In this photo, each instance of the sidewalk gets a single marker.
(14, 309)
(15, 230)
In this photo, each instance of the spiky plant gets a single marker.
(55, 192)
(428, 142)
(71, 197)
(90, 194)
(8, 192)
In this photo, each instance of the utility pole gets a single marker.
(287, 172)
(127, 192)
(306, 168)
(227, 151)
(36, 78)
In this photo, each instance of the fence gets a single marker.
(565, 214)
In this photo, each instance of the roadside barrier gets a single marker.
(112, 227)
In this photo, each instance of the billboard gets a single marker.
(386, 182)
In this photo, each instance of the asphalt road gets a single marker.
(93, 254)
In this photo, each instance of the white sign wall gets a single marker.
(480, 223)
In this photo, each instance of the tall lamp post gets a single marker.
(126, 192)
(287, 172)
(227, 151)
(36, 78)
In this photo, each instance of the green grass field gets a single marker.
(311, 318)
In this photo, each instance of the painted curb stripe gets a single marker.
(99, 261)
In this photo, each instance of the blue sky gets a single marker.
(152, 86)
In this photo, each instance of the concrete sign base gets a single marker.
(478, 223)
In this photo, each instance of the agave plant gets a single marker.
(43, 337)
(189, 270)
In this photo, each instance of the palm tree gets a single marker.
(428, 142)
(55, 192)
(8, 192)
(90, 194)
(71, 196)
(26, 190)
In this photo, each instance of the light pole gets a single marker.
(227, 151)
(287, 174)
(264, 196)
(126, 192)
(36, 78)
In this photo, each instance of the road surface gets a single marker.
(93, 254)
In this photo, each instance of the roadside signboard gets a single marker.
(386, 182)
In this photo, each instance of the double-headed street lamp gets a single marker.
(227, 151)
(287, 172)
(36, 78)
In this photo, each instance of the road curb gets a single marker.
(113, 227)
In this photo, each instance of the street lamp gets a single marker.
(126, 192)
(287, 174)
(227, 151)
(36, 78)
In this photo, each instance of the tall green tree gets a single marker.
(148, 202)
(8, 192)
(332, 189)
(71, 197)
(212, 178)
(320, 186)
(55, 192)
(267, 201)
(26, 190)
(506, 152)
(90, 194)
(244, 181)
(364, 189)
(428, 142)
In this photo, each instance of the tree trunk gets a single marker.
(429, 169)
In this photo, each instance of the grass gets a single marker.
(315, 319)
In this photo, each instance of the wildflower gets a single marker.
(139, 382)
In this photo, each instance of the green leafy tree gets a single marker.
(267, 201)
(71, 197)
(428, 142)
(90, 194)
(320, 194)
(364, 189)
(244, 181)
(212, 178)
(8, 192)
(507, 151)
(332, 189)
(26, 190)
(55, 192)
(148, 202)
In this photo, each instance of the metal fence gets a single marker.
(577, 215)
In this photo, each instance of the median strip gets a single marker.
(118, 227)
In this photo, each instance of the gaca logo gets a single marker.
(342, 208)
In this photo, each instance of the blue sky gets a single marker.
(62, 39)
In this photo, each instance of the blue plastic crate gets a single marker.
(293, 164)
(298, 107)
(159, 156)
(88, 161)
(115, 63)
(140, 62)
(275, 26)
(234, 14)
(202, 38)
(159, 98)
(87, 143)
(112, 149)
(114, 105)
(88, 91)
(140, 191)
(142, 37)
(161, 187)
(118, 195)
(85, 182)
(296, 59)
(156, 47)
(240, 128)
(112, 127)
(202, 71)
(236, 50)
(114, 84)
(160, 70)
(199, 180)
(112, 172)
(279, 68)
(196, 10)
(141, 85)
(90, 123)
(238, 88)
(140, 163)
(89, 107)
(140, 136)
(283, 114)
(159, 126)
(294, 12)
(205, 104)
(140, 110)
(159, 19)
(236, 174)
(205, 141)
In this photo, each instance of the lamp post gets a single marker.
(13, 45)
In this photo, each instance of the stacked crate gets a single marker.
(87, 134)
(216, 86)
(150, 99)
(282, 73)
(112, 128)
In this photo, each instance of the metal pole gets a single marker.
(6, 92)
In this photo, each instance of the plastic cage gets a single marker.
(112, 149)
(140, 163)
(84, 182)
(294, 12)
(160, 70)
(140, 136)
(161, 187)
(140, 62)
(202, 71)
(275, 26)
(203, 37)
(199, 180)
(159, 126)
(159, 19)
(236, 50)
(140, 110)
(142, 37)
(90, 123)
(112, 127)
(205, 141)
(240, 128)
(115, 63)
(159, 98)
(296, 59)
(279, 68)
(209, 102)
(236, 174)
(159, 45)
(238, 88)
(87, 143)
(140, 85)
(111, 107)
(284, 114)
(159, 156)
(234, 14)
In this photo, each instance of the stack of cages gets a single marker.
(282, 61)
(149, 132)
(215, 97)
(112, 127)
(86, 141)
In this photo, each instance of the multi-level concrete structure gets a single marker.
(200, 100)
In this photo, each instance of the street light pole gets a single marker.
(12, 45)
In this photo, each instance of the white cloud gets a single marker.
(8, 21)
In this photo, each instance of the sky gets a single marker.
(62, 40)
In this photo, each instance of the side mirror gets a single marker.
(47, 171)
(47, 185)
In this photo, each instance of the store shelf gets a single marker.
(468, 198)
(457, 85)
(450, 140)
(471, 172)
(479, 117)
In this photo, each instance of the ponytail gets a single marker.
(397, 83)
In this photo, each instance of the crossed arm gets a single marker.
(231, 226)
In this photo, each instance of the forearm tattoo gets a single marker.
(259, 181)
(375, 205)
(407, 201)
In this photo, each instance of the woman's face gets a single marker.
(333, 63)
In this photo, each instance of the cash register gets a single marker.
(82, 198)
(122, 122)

# # # # # # #

Work instruction
Would you reproduce all the entries exactly?

Solution for this task
In this photo, each instance of the sidewalk gets a single marker.
(14, 309)
(15, 230)
In this photo, each instance of the spiky plant gets a single marker.
(55, 192)
(428, 142)
(71, 197)
(90, 194)
(8, 192)
In this photo, each instance of the utility pole gets a single marker.
(287, 172)
(127, 192)
(306, 168)
(227, 151)
(36, 78)
In this photo, each instance of the fence gets a single marker.
(565, 214)
In this photo, each instance of the roadside barrier gets a single marker.
(112, 227)
In this photo, each instance of the billboard gets a single marker.
(386, 182)
In this photo, each instance of the asphalt road gets a single marker.
(93, 254)
In this photo, each instance of the white sign wall gets a single marker.
(480, 223)
In this photo, each instance of the tall lamp post gets a single marker.
(126, 192)
(287, 172)
(227, 151)
(36, 78)
In this photo, each instance of the green grass field gets a single marker.
(311, 318)
In this photo, each instance of the painted curb stripe gets a single marker.
(99, 261)
In this photo, each instance of the blue sky gets a single marker.
(152, 86)
In this photo, each instance of the concrete sign base gets a single marker.
(478, 223)
In this photo, each instance of the agave plant gets a single marker.
(43, 337)
(189, 270)
In this photo, each instance of the palm tree gets a single marker.
(428, 142)
(55, 192)
(8, 192)
(90, 194)
(71, 196)
(26, 190)
In this photo, each instance of the light pole gets a single marker.
(227, 151)
(287, 174)
(264, 196)
(126, 192)
(36, 78)
In this photo, each instance of the road surface gets a single marker.
(93, 254)
In this photo, each instance of the roadside signboard gets a single marker.
(386, 182)
In this photo, each instance of the double-headed street lamp gets a single marker.
(227, 151)
(287, 172)
(36, 78)
In this photo, each instance of the road curb gets a single marker.
(113, 227)
In this photo, each instance of the street lamp gets a single marker.
(126, 192)
(287, 174)
(227, 151)
(36, 78)
In this photo, each instance of the tall green tree gets a single marker.
(148, 202)
(8, 192)
(332, 189)
(71, 197)
(212, 178)
(320, 186)
(55, 192)
(267, 201)
(26, 190)
(506, 152)
(90, 194)
(244, 181)
(364, 189)
(428, 142)
In this photo, each instance of the tree trunk gets a single marker.
(429, 169)
In this photo, each instance of the grass gets a single marker.
(315, 319)
In this photo, each instance of the wildflower gets a single marker.
(139, 382)
In this photo, each instance of the green leafy tree gets a single marker.
(267, 201)
(71, 197)
(428, 142)
(90, 194)
(320, 194)
(364, 189)
(244, 181)
(212, 178)
(8, 192)
(507, 151)
(332, 189)
(26, 190)
(55, 192)
(148, 202)
In this photo, each instance of the metal fence gets a single marker.
(577, 215)
In this photo, each instance of the median strip gets a single marker.
(118, 227)
In this photo, each instance of the gaca logo gets a single marker.
(342, 208)
In this photo, each instance of the blue sky gets a single marker.
(62, 39)
In this photo, each instance of the blue plastic crate gets a single marker.
(293, 164)
(298, 107)
(159, 156)
(88, 161)
(115, 63)
(140, 62)
(275, 26)
(234, 14)
(202, 38)
(159, 98)
(87, 143)
(112, 149)
(114, 105)
(88, 91)
(140, 191)
(142, 37)
(161, 187)
(118, 195)
(85, 182)
(296, 59)
(156, 47)
(240, 128)
(112, 127)
(202, 71)
(236, 50)
(114, 84)
(160, 70)
(199, 180)
(112, 172)
(279, 68)
(196, 10)
(141, 85)
(90, 123)
(238, 88)
(140, 163)
(89, 107)
(140, 136)
(283, 114)
(159, 126)
(294, 12)
(205, 104)
(140, 110)
(159, 19)
(236, 174)
(205, 141)
In this photo, each instance of the lamp post gets a single marker.
(13, 45)
In this photo, each instance of the stacked crate gets a single marker.
(87, 134)
(216, 86)
(150, 99)
(282, 73)
(112, 128)
In this photo, each instance of the metal pole gets a single marker.
(6, 92)
In this photo, each instance of the plastic cage gets a single marker.
(112, 149)
(140, 163)
(84, 182)
(294, 12)
(160, 70)
(140, 136)
(161, 187)
(140, 62)
(202, 71)
(275, 26)
(203, 37)
(199, 180)
(159, 126)
(159, 19)
(236, 50)
(140, 110)
(142, 37)
(90, 123)
(112, 127)
(205, 141)
(240, 128)
(115, 63)
(159, 98)
(296, 59)
(279, 68)
(209, 102)
(236, 174)
(159, 45)
(238, 88)
(87, 143)
(140, 85)
(111, 107)
(284, 114)
(159, 156)
(234, 14)
In this photo, each instance of the stack of cages gets a single marker.
(282, 61)
(149, 132)
(215, 97)
(112, 127)
(86, 141)
In this photo, each instance of the multi-level concrete structure gets a single marker.
(200, 100)
In this photo, each instance of the street light pole gets a single marker.
(12, 45)
In this photo, each instance of the white cloud gets a single marker.
(8, 21)
In this photo, each instance of the sky gets a single marker.
(62, 40)
In this photo, each instance of the side mirror gets a single marker.
(47, 171)
(47, 185)
In this photo, each instance of the store shelf gets a single marker.
(468, 198)
(457, 85)
(450, 140)
(471, 172)
(479, 117)
In this photo, each instance of the ponytail gets a single marker.
(397, 83)
In this photo, each instance of the crossed arm gets a single marker.
(231, 226)
In this photo, each instance of the forearm tattoo gets a single marker.
(259, 181)
(375, 205)
(407, 201)
In this photo, each instance of the woman's face gets a single marker.
(333, 63)
In this photo, each instance of the cash register gets a single marker.
(82, 198)
(122, 122)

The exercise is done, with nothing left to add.